[ЧТО СДЕЛАТЬ]:
- a) Ответьте по фрагменту о мотиве превращений в стихах Г. Иванова:
(i) Какой год указан у стихотворения «Зеленою кровью дубов и могильной травы…»?
(ii) Какого числа поэт вписал это стихотворение в альбом сотруднице издательства Зиновия Гржебина?
(iii) Что он исправил в этом стихотворении во втором издании «Садов»?
- b) Извлеките без изменений все строки листинга, который идет ниже после фрагмента текста. Изображения в ответ не включайте.

───── ФРАГМЕНТ ТЕКСТА

Книгу пронизывает мотив превращений всего во всё. Подобные метаморфозы встречаются и у Гумилёва, лучший пример тому гумилёвская строфа:
С сотворенья мира стократы,
Умирая, менялся прах.
Этот камень рычал когда-то,
Этот плющ парил в облаках.
В "Садах" этот мотив звучит чаще, чем у других акмеистов. Можно допустить, что он перенял его от Гумилёва, хотя Г. Иванов читал восточных поэтов и у них подслушал мотив превращений, перевоплощений, метаморфоз. Тема одного очень ценимого им стихотворения (впоследствии оно перешло в берлинское "Отплытие на остров Цитеру" 1937 года) - вечные превращения:
Зеленою кровью дубов и могильной травы
Когда-нибудь станет любовников томная кровь,
И ветер, что им шелестел при разлуке: "Увы",
"Увы" прошумит над другими влюбленными вновь.Прекрасное тело смешается с горстью песка,
И слезы в родной океан возвратятся назад…
"Моя дорогая, над нами бегут облака,
Звезда зеленеет, и черные ветки шумят!"Зачем же тогда веселее играет вино
И женские губы целуют хмельней и нежней
При мысли, что вскоре рассеяться нам суждено
Летучею пылью, дождем, колыханьем ветвей…
("Зеленою кровью дубов и могильной травы…", 1921)
В достоинствах последней строфы Георгий Иванов не был уверен. В известном петроградском издательстве Зиновия Гржебина сотрудница попросила поэта написать ей что-нибудь на память в альбом. Было это 1 марта 1921 года. После колебаний Г. Иванов выбрал недавно написанное "Зеленою кровью…". Но когда дошел до последних строк, они ему не понравились и он тут же их переделал:
Зачем же тогда веселее играет вино
И женские губы целуют хмельней и нежней
При мысли, что даже и нам посетить суждено
Холодную область беспамятных бледных теней?
Во втором издании "Садов" он исправил "земное вино" на "играет вино", а позднее, когда готовил к 25-летию своего творчества итоговое "Отплытие на остров Цитеру", последнюю строфу совсем отбросил.

──────────
───── МАТЕРИАЛ К ЗАДАНИЮ

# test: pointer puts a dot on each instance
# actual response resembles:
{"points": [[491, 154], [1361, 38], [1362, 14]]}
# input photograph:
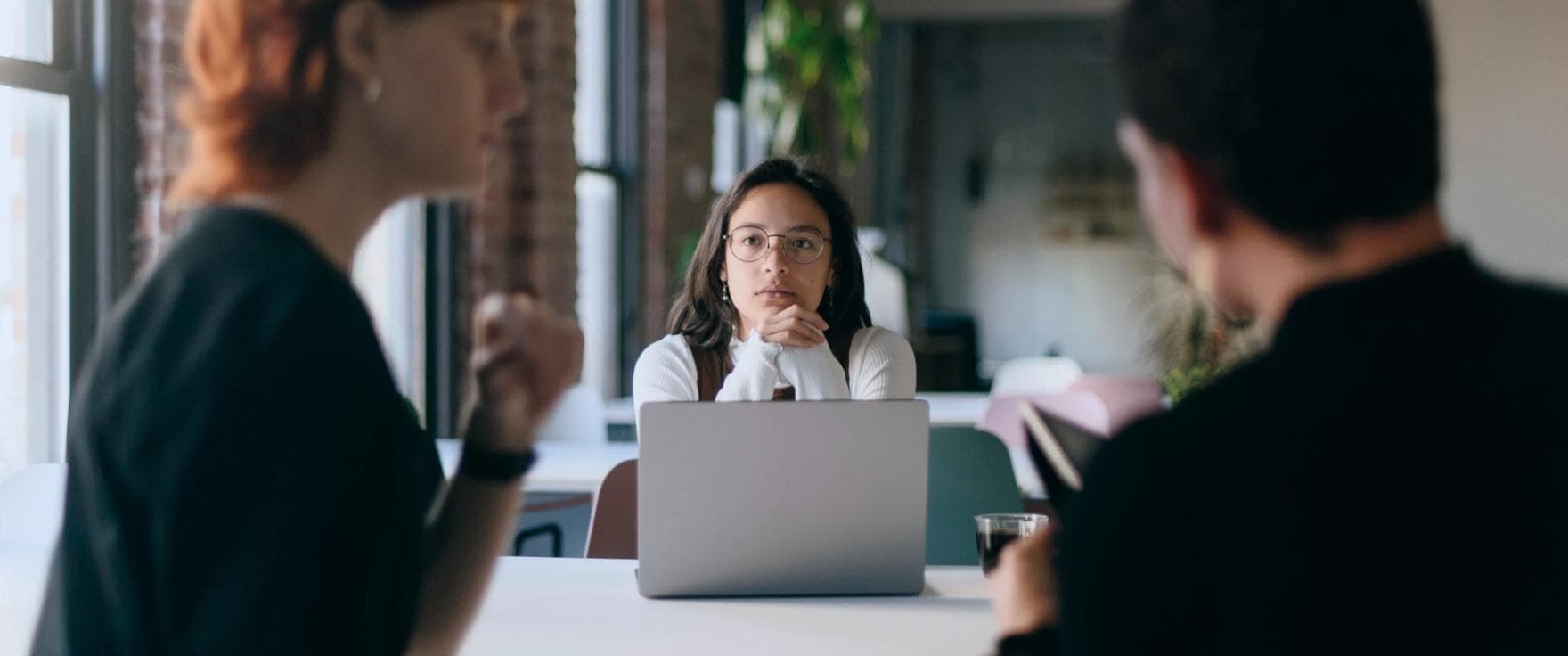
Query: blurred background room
{"points": [[974, 138]]}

──────────

[ОТВЕТЫ]:
- a)
(i) 1921 год.
(ii) 1 марта 1921 года.
(iii) «Земное вино» на «играет вино».

- b)
# test: pointer puts a dot on each instance
# actual response resembles:
{"points": [[491, 154], [1361, 38], [1362, 14]]}
# input photograph:
Query: blurred background room
{"points": [[974, 138]]}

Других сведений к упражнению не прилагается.